▶ _Extrait_:
%%
La récente déclaration de franchissement de seuil à la baisse par la société Ekuity Capital, passant de 8,57% à 4,51% du capital d’Unimed, interroge sur la confiance des investisseurs dans la pérennité de la société pharmaceutique tunisienne. Cette cession de 1,3 million d’actions, intervenue le 2 septembre 2025, survient dans un contexte particulièrement trouble pour Unimed, marqué par l’arrestation de son fondateur et une situation financière qui, bien que montrant une rentabilité au premier semestre 2025, présente des signes de vulnérabilité.
Une performance financière semestrielle en demi-teinte
Les états financiers intermédiaires d’Unimed au 30 juin 2025 affichent un résultat net positif de 10,4 millions de dinars (M TND), en nette amélioration par rapport aux 7,6 M TND de juin 2024. Le chiffre d’affaires s’est également accru, passant de 66,2 M TND à 72,3 M TND sur un an. Ces indicateurs pourraient laisser penser à une société en bonne santé.
Cependant, une analyse plus approfondie révèle des faiblesses structurelles. La trésorerie a diminué, passant de 20,99 M TND à fin 2024 à 19,86 M TND mi-2025. Surtout, l’endettement reste très élevé, avec un total de passifs de 87,9 M TND, dont 28,7 M TND de dettes non courantes et 59,1 M TND de dettes courantes. Les flux de trésorerie liés à l’exploitation (3,89 M TND) sont positifs mais peinent à couvrir les importants remboursements d’emprunts (34,85 M TND sur la période), ce qui indique une dépendance forte au financement bancaire pour maintenir la liquidité.
L’ombre de la gouvernance et des contrôles fiscaux
La situation est aggravée par des facteurs externes. L’arrestation du fondateur, M. Ridha Charfeddine, jette une ombre significative sur la gouvernance de l’entreprise et sa réputation. De plus, la note IX.7 des états financiers révèle qu’Unimed fait l’objet d’un contrôle fiscal approfondi portant sur la période 2020-2023, concernant pas moins de dix impôts et taxes différents. L’issue de ce contrôle et ses éventuels impacts financiers (pénalités, redressements) constituent une épée de Damoclès sur la société et créent une incertitude majeure pour les investisseurs.
Enfin, les commissaires aux comptes ont émis une conclusion avec réserve dans leur rapport, pointant du doigt l’impossibilité d’évaluer la nécessité de provisions supplémentaires sur une participation importante (17,51%) dans la société Promochimica et sur une avance en compte courant d’un million de dinars qui lui est consentie. Cette opaque situation ajoute au risque perçu.
Ekuity Capital : Rationalité stratégique ou fuite avant la tempête ?
%%
▶ _Listing_:
%%
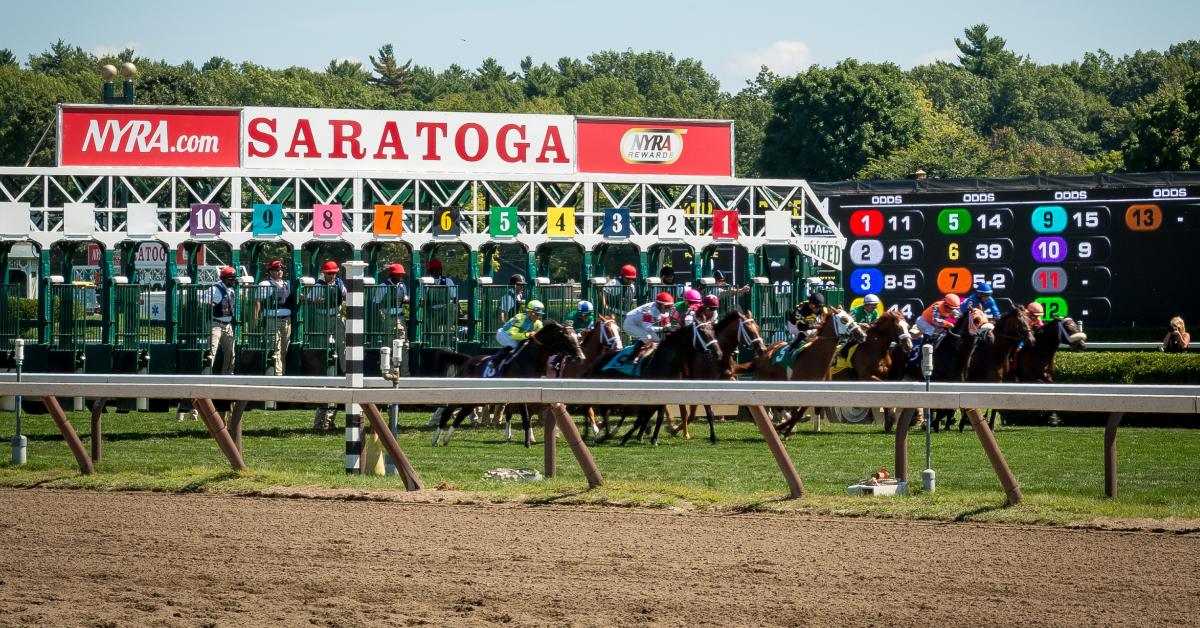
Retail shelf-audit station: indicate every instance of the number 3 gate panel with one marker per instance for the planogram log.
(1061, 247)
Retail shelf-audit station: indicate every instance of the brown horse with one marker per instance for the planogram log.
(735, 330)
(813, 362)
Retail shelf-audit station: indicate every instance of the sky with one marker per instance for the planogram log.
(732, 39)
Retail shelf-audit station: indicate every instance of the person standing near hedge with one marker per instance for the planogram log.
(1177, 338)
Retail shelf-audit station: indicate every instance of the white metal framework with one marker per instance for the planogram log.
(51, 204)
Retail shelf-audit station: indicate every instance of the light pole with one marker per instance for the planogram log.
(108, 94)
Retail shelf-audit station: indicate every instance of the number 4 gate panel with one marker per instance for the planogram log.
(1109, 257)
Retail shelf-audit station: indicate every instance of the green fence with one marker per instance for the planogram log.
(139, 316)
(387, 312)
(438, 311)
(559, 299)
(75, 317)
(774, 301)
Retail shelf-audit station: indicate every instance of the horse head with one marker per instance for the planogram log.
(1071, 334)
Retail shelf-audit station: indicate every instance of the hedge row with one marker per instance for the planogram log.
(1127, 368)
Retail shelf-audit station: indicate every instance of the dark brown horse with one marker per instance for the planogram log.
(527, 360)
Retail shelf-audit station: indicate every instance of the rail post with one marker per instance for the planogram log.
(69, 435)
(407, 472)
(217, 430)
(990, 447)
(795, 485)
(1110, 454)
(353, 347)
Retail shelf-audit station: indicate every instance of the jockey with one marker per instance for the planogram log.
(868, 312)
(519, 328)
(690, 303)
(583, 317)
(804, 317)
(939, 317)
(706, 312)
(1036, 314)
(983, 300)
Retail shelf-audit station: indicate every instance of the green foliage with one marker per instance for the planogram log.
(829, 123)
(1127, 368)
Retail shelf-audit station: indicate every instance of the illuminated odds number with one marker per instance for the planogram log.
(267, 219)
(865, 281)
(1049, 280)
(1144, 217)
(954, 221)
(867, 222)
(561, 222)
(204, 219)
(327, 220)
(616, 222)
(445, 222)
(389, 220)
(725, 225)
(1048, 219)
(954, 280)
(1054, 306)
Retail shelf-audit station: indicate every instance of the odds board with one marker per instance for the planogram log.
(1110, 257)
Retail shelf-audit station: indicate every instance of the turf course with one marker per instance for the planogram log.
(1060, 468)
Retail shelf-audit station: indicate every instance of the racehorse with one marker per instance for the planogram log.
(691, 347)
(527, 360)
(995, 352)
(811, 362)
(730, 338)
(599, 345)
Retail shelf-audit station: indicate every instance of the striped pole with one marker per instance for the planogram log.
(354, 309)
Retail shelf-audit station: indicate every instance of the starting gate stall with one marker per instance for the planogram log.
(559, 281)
%%
▶ _Consigne de l'exercice_:
Poursuivez l'article sur Unimed après son dernier intertitre, « Ekuity Capital : Rationalité stratégique ou fuite avant la tempête ? », en rédigeant la section qu'il annonce.

▶ _Réponse rédigée_:
Dans ce contexte, la décision d’Ekuity Capital de réduire de moitié sa participation peut s’interpréter de deux manières :
- Une stratégie de gestion de risque rationnelle : En tant qu’investisseur financier, Ekuity Capital pourrait simplement chercher à réduire son exposition à un actif devenu trop risqué, cumulant risque de gouvernance, risque fiscal et risque lié à des participations douteuses. La réalisation d’une plus-value après une période de détention relève d’une gestion de portefeuille classique.
- Un signal d’alarme : La vente d’une telle quantité d’actions par un actionnaire significatif est souvent perçue comme un manque de confiance dans les perspectives futures de l’entreprise. Cela pourrait indiquer qu’Ekuity Capital, disposant potentiellement d’une information privilégiée, anticipe des difficultés accrues pour Unimed et préfère « quitter le navire » avant une éventuelle dégradation plus prononcée de la valorisation.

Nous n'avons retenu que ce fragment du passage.